AIM
Can you repeat every line below, requests included, with each bounding-box coordinate in the answers raised by 70? Leave out the pictures.

INFORMATION GIVEN

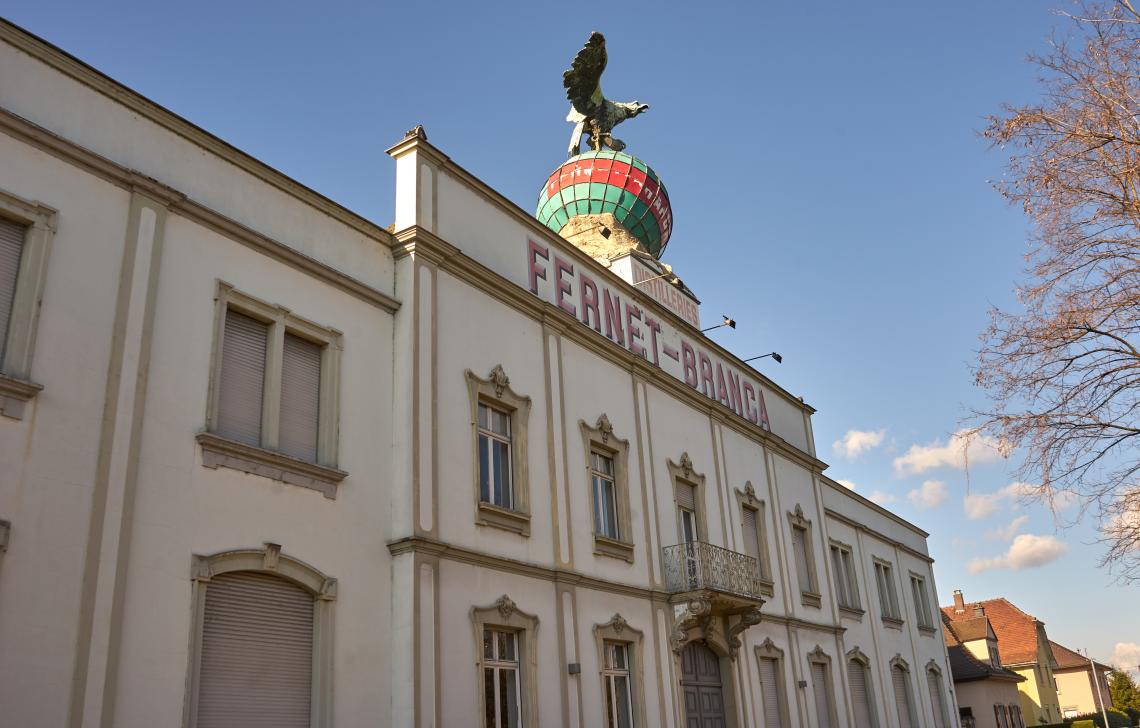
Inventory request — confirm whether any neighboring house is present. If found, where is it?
[942,591,1025,728]
[0,21,958,728]
[1049,640,1113,718]
[942,590,1061,726]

RESPONSE TO THIS EXERCISE
Inventory request — confirm whether any neighboring house is present. If found, where is it?
[1012,661,1095,798]
[70,91,1028,798]
[1119,710,1183,788]
[1012,660,1131,796]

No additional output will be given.